» **Passage given**
Attached files

file filename
EX-10.3 - EX-10.3 - CAESARS HOLDINGS, INC.d565076dex103.htm
EX-10.4 - EX-10.4 - CAESARS HOLDINGS, INC.d565076dex104.htm
EX-10.2 - EX-10.2 - CAESARS HOLDINGS, INC.d565076dex102.htm
EX-10.1 - EX-10.1 - CAESARS HOLDINGS, INC.d565076dex101.htm

 

 

UNITED STATES

SECURITIES AND EXCHANGE COMMISSION

Washington, D.C. 20549

 

 

FORM 8-K

 

 

CURRENT REPORT

Pursuant to Section 13 or 15(d)

of the Securities Exchange Act of 1934

April 6, 2018 (April 2, 2018)

Date of Report (Date of earliest event reported)

 

 

Caesars Entertainment Corporation

(Exact name of registrant as specified in its charter)

 

 

 

Delaware   001-10410   62-1411755
(State of Incorporation)  

(Commission

File Number)

 

(IRS Employer

Identification Number)

One Caesars Palace Drive

Las Vegas, Nevada 89109

(Address of principal executive offices) (Zip Code)

(702) 407-6000

(Registrant’s telephone number, including area code)

N/A

(Former name or former address, if changed since last report)

 

 

Check the appropriate box below if the Form 8-K filing is intended to simultaneously satisfy the filing obligation of the registrant under any of the following provisions:

 

Written communications pursuant to Rule 425 under the Securities Act (17 CFR 230.425)

 

Soliciting material pursuant to Rule 14a-12 under the Exchange Act (17 CFR 240.14a-12)

 

Pre-commencement communications pursuant to Rule 14d-2(b) under the Exchange Act (17 CFR 240.14d-2(b))

 

Pre-commencement communications pursuant to Rule 13e-4(c) under the Exchange Act (17 CFR 240.13e-4(c))

Indicate by check mark whether the registrant is an emerging growth company as defined in Rule 405 of the Securities Act of 1933 (§230.405 of this chapter) or Rule 12b-2 of the Securities Exchange Act of 1934 (§240.12b-2 of this chapter).

Emerging growth company  ☐

If an emerging growth company, indicate by check mark if the registrant has elected not to use the extended transition period for complying with any new or revised financial accounting standards provided pursuant to Section 13(a) of the Exchange Act.  ☐

 

 

 


Item 5.02. Departure of Directors or Certain Officers; Election of Directors; Appointment of Certain Officers; Compensatory Arrangements of Certain Officers.

Amendment to the Caesars Entertainment Corporation 2017 Performance Incentive Plan

On April 2, 2018 Caesars Entertainment Corporation (the “Company”) amended the Caesars Entertainment Corporation 2017 Performance Incentive Plan (the “2017 Plan”) to require the Company to obtain stockholder approval in order to reduce the exercise price of outstanding options or stock appreciation rights (“SARs”) or to cancel outstanding options or SARs in exchange for cash, other awards or options or SARs with an exercise price that is less than the exercise price of the original options or SARs.

The foregoing summary is qualified in its entirety by reference to the full text of the amendment, which is attached hereto as Exhibit 10.1 and incorporated by reference herein.

Photo object pointing records:
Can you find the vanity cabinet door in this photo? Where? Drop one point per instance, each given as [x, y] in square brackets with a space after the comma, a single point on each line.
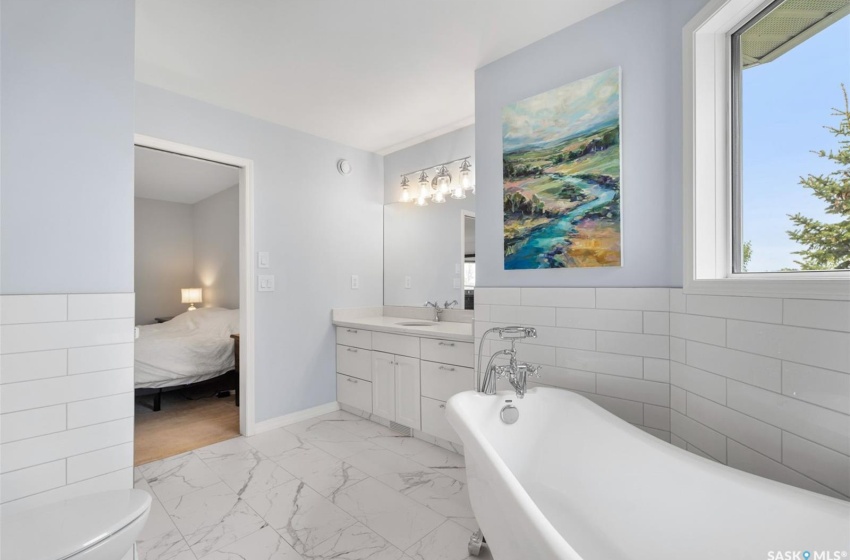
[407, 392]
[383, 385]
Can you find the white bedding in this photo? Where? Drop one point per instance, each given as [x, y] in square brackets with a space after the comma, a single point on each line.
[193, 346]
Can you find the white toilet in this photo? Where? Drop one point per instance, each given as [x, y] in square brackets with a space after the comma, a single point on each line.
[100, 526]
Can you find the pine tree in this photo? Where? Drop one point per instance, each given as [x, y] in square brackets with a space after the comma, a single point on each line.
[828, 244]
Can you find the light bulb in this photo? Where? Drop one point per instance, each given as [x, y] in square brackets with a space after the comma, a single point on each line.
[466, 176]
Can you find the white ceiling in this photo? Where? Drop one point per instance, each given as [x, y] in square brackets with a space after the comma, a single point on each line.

» **Aim of the task**
According to the Caesars filing, on what date did the company amend its 2017 Performance Incentive Plan? Rely on the Caesars filing alone, not the lines.

» **Answer below**
April 2, 2018